> _What you should do_
In the text on scaling deployment models below, write out the passage between "2.1.1. Benefits of vertical" and "size is recommended.", inclusive, word for word.

> _Text section_
--*--

此内容没有您所选择的语言版本。

Chapter 2. Scaling the tested deployment models


You can scale your Ansible Automation Platform tested deployment models to meet your workload requirements. This document refers to the following scaling methods:

  • Vertical scaling
  • Horizontal scaling

2.1. Vertical scaling for performance

Vertical scaling increases the physical resources available to a service, including the CPU, memory, disk volume, and disk Input/Output Operations per Second (IOPS). Use vertical scaling for deployments with high resource utilization or workload demand.

2.1.1. Benefits of vertical scaling

  • Relieves resource contention: Applications have access to more resources and this can relieve resource contention or exhaustion.
  • Extensive testing required: The installer attempts to tune application and system configurations to leverage additional resources, but not all components of the application automatically scale in relation to machine size. Manually tuning each variable requires extensive testing. For this reason, after an instance size has been verified for an environment, horizontal scaling by adding more instances of the same size is recommended.
  • Application-level limitations: For VM-based installation or Containerized deployments, instances with more than 64 CPU cores and 128 GB of RAM might not scale linearly due to system and application-level limits.
  • Resource overcommit: Overcommitting virtual machine resources (for example, allocating more virtual CPU/RAM to guests than is physically available on the host) leads to unpredictable performance.
  • CPU throttling: In OpenShift Container Platform, setting a CPU limit without an equivalent request can lead to CPU throttling, even if the node has spare CPU capacity. This throttling negatively impacts API latency.

    • To mitigate this, always set CPU requests equal to CPU limits.
    • Monitor CPU throttling using the container_cpu_cfs_throttled_seconds_total metric.

--*--

> _Recorded information_
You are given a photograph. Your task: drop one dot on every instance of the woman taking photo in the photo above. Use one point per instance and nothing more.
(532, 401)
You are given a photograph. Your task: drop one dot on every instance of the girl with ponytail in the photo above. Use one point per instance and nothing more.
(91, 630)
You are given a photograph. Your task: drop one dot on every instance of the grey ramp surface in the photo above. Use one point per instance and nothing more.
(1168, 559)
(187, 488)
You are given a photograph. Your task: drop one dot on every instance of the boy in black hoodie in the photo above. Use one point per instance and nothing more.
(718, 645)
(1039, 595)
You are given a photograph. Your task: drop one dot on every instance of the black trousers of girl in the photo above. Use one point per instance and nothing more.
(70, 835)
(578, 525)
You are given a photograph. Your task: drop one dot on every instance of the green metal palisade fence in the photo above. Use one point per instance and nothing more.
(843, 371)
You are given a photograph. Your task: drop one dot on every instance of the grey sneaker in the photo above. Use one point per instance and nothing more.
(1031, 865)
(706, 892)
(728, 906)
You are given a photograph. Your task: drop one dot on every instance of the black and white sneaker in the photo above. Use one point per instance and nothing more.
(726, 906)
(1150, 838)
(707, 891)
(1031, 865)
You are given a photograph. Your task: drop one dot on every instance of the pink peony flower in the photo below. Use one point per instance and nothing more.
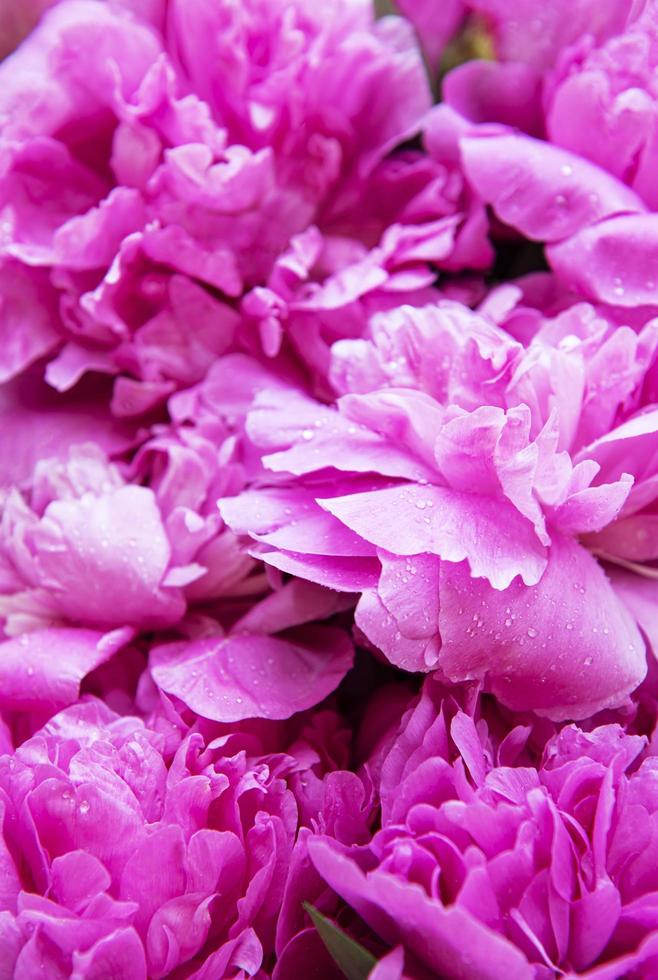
(124, 852)
(460, 481)
(487, 866)
(145, 186)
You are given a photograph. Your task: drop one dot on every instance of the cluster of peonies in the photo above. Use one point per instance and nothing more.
(328, 489)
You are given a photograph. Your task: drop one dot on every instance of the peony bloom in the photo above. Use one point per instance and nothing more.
(144, 187)
(135, 853)
(489, 866)
(459, 483)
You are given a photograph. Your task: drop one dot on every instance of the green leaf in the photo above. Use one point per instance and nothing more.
(352, 959)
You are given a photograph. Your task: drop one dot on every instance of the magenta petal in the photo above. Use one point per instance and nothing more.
(119, 955)
(545, 192)
(411, 519)
(248, 676)
(613, 261)
(565, 647)
(44, 669)
(448, 940)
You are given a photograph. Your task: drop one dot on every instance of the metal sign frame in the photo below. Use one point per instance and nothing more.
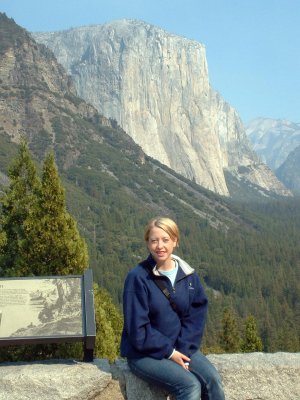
(85, 326)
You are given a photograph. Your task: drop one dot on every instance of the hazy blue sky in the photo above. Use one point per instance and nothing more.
(252, 46)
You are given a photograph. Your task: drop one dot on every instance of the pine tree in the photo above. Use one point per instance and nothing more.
(17, 203)
(108, 325)
(53, 245)
(229, 336)
(251, 342)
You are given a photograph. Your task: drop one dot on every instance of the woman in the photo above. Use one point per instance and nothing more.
(161, 336)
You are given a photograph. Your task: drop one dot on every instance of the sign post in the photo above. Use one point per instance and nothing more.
(52, 309)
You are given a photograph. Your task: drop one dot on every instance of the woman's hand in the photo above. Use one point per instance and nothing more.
(181, 359)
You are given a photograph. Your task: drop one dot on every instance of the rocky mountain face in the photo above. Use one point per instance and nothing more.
(273, 139)
(101, 163)
(277, 142)
(156, 86)
(288, 172)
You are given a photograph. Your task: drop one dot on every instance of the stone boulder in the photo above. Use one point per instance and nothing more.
(253, 376)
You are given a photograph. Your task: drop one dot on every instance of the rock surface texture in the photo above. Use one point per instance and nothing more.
(156, 86)
(245, 376)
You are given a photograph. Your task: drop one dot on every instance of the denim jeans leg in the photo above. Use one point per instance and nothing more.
(168, 375)
(208, 376)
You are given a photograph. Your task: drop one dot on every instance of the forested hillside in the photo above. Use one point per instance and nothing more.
(247, 253)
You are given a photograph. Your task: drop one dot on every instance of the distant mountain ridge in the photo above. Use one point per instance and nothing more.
(273, 139)
(156, 86)
(113, 188)
(277, 142)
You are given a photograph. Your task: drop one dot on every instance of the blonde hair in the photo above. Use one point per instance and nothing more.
(164, 223)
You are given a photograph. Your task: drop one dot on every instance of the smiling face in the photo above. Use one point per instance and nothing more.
(161, 246)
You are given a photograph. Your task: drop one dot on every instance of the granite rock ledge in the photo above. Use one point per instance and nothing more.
(253, 376)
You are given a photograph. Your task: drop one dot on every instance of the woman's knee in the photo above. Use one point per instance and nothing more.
(189, 390)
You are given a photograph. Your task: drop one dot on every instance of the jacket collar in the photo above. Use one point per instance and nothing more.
(184, 266)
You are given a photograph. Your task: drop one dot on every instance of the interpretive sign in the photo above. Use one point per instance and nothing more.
(48, 310)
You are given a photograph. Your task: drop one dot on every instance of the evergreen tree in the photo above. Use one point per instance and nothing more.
(18, 203)
(251, 342)
(109, 324)
(229, 336)
(53, 245)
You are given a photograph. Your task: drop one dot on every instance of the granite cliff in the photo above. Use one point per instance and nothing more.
(156, 86)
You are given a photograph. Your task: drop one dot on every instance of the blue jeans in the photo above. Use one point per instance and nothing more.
(201, 382)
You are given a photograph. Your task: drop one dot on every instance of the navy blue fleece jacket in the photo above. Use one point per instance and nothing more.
(151, 327)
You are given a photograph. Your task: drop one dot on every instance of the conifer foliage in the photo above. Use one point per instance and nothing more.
(53, 244)
(39, 237)
(251, 342)
(17, 205)
(229, 337)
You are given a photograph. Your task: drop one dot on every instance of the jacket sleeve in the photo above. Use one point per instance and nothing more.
(193, 322)
(142, 336)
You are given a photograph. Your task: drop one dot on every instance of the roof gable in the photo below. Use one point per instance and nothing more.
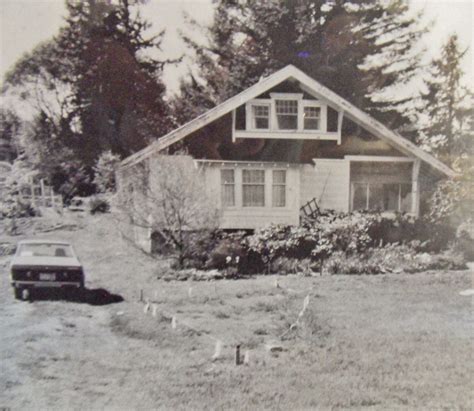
(312, 87)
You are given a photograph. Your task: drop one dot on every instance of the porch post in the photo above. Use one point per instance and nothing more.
(415, 187)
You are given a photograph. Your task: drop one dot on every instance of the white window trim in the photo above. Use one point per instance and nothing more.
(280, 184)
(249, 114)
(223, 206)
(367, 201)
(268, 189)
(265, 188)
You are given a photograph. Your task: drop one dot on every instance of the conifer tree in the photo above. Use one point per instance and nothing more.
(93, 84)
(446, 118)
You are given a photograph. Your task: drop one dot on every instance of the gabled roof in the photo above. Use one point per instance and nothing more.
(311, 86)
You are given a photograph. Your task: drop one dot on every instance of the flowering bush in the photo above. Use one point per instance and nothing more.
(393, 258)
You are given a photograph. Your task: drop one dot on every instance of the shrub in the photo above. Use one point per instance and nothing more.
(393, 258)
(98, 205)
(284, 266)
(104, 172)
(229, 250)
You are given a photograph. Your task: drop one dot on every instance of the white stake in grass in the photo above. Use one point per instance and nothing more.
(217, 350)
(146, 308)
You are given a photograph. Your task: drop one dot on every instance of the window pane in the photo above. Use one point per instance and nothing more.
(279, 177)
(287, 114)
(261, 122)
(253, 195)
(360, 197)
(391, 193)
(287, 122)
(227, 188)
(253, 176)
(406, 198)
(253, 188)
(376, 197)
(287, 107)
(279, 188)
(227, 176)
(261, 115)
(311, 123)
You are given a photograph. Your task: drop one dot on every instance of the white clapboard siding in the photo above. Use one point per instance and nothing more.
(327, 181)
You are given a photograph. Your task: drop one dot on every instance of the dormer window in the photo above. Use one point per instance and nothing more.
(312, 118)
(261, 116)
(287, 114)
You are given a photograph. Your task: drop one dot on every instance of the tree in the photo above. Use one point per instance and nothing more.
(446, 117)
(359, 49)
(104, 172)
(168, 197)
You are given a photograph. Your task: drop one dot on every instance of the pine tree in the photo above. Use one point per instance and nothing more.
(358, 49)
(446, 118)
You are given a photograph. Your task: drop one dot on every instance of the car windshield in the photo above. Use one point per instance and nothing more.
(45, 250)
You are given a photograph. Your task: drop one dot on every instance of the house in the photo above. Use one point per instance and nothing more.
(288, 141)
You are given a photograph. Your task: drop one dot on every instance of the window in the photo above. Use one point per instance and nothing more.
(287, 114)
(383, 197)
(261, 116)
(279, 188)
(312, 117)
(253, 188)
(228, 188)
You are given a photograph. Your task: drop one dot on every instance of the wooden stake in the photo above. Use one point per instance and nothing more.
(237, 355)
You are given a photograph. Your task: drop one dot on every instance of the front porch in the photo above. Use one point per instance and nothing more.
(253, 194)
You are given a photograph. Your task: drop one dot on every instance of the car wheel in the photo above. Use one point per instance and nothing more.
(26, 294)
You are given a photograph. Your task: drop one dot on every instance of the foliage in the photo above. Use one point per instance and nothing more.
(348, 233)
(10, 125)
(228, 251)
(284, 265)
(452, 199)
(98, 204)
(93, 87)
(104, 171)
(337, 43)
(12, 205)
(393, 258)
(447, 112)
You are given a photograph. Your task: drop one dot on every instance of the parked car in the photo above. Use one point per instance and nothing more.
(45, 263)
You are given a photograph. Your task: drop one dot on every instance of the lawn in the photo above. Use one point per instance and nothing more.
(382, 342)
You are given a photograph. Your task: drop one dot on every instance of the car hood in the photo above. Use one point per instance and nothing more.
(46, 261)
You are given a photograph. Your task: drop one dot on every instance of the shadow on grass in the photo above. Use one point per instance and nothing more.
(96, 296)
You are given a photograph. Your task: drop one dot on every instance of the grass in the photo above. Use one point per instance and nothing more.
(383, 342)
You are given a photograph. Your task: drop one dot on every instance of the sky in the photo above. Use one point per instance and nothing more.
(25, 23)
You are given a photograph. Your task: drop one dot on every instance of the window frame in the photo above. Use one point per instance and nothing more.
(320, 117)
(271, 103)
(254, 184)
(367, 184)
(287, 114)
(284, 185)
(225, 184)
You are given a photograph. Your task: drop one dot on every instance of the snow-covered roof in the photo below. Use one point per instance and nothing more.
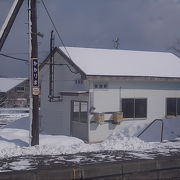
(8, 83)
(113, 62)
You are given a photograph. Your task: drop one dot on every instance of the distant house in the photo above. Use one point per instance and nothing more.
(14, 92)
(88, 92)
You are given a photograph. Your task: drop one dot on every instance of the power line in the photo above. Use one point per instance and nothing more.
(12, 57)
(55, 28)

--*--

> _Task response_
2.1.1. Benefits of vertical scaling

  • Relieves resource contention: Applications have access to more resources and this can relieve resource contention or exhaustion.
  • Extensive testing required: The installer attempts to tune application and system configurations to leverage additional resources, but not all components of the application automatically scale in relation to machine size. Manually tuning each variable requires extensive testing. For this reason, after an instance size has been verified for an environment, horizontal scaling by adding more instances of the same size is recommended.